:: RECORDS TO PROCESS ::

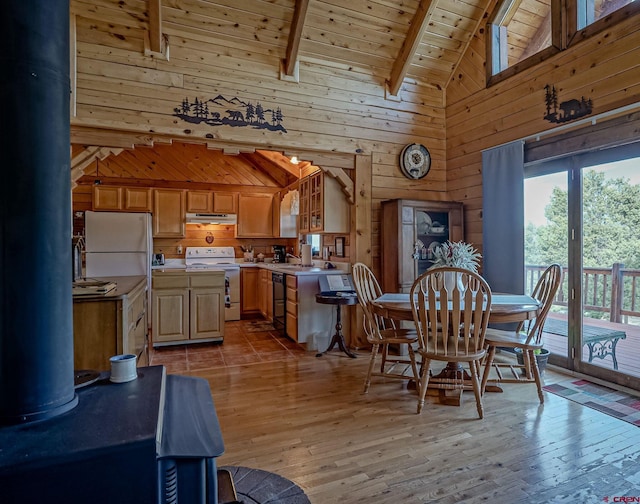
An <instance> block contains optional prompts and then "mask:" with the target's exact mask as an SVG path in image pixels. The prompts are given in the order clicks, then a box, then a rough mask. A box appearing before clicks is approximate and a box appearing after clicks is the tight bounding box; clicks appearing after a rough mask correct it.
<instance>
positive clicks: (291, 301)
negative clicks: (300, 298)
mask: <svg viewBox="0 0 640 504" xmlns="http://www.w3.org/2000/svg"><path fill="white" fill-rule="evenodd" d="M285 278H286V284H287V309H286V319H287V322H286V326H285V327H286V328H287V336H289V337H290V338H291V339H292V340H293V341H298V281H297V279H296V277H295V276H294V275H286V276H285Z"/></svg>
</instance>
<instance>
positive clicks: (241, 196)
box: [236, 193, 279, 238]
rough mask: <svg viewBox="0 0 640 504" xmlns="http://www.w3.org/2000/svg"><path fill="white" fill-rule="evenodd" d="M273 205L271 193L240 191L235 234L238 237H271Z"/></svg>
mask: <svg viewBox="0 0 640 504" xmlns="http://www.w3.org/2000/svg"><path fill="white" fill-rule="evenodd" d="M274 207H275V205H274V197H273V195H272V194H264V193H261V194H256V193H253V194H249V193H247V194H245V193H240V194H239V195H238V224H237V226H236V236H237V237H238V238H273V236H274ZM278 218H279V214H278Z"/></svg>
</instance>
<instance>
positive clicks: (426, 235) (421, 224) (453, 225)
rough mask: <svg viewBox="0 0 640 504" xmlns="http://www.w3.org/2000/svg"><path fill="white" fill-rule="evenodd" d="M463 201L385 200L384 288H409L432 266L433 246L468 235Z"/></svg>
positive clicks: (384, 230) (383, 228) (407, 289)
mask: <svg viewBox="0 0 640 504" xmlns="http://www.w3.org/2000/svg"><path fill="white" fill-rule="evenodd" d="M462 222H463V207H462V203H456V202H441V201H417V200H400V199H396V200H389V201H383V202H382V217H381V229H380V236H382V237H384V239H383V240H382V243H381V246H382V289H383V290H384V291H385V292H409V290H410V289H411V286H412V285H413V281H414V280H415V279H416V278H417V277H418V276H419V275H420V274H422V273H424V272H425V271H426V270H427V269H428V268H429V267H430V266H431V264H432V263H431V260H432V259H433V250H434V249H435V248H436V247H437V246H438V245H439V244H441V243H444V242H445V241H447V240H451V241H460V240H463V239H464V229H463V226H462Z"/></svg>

:::

EXERCISE PROMPT | Repeat all of the lines above word for word, leaving out the pictures.

RESULT |
An <instance> block contains optional prompts and then "mask:" with the target's exact mask as an SVG path in image pixels. The prompts are given in the order clicks, then a box, then a rough mask. A box appearing before clicks is approximate and a box appearing after clicks is the tight bounding box; clicks appearing after a rough mask correct it.
<instance>
positive clicks: (291, 301)
negative clicks: (300, 298)
mask: <svg viewBox="0 0 640 504" xmlns="http://www.w3.org/2000/svg"><path fill="white" fill-rule="evenodd" d="M285 278H286V284H287V309H286V319H287V322H286V326H285V327H286V328H287V336H289V337H290V338H291V339H292V340H293V341H298V281H297V279H296V277H295V276H294V275H286V276H285Z"/></svg>
</instance>
<instance>
positive clicks: (241, 196)
box: [236, 193, 279, 238]
rough mask: <svg viewBox="0 0 640 504" xmlns="http://www.w3.org/2000/svg"><path fill="white" fill-rule="evenodd" d="M273 205L271 193L240 191L235 234L238 237H271Z"/></svg>
mask: <svg viewBox="0 0 640 504" xmlns="http://www.w3.org/2000/svg"><path fill="white" fill-rule="evenodd" d="M274 207H275V205H274V197H273V195H272V194H264V193H261V194H256V193H253V194H249V193H247V194H245V193H240V194H239V195H238V224H237V226H236V236H237V237H238V238H273V236H274ZM278 218H279V214H278Z"/></svg>
</instance>
<instance>
positive clicks: (426, 235) (421, 224) (453, 225)
rough mask: <svg viewBox="0 0 640 504" xmlns="http://www.w3.org/2000/svg"><path fill="white" fill-rule="evenodd" d="M463 201L385 200L384 288H409L432 266L433 246L468 235Z"/></svg>
positive clicks: (384, 230) (383, 228) (407, 289)
mask: <svg viewBox="0 0 640 504" xmlns="http://www.w3.org/2000/svg"><path fill="white" fill-rule="evenodd" d="M462 222H463V207H462V203H456V202H441V201H417V200H400V199H396V200H389V201H383V202H382V217H381V229H380V236H382V237H384V239H383V240H382V243H381V246H382V289H383V290H384V291H385V292H409V290H410V289H411V286H412V285H413V281H414V280H415V279H416V278H417V277H418V276H419V275H420V274H422V273H424V272H425V271H426V270H427V269H428V268H429V267H430V266H431V264H432V263H431V260H432V259H433V250H434V249H435V248H436V247H437V246H438V245H439V244H441V243H444V242H445V241H447V240H451V241H460V240H463V239H464V229H463V226H462Z"/></svg>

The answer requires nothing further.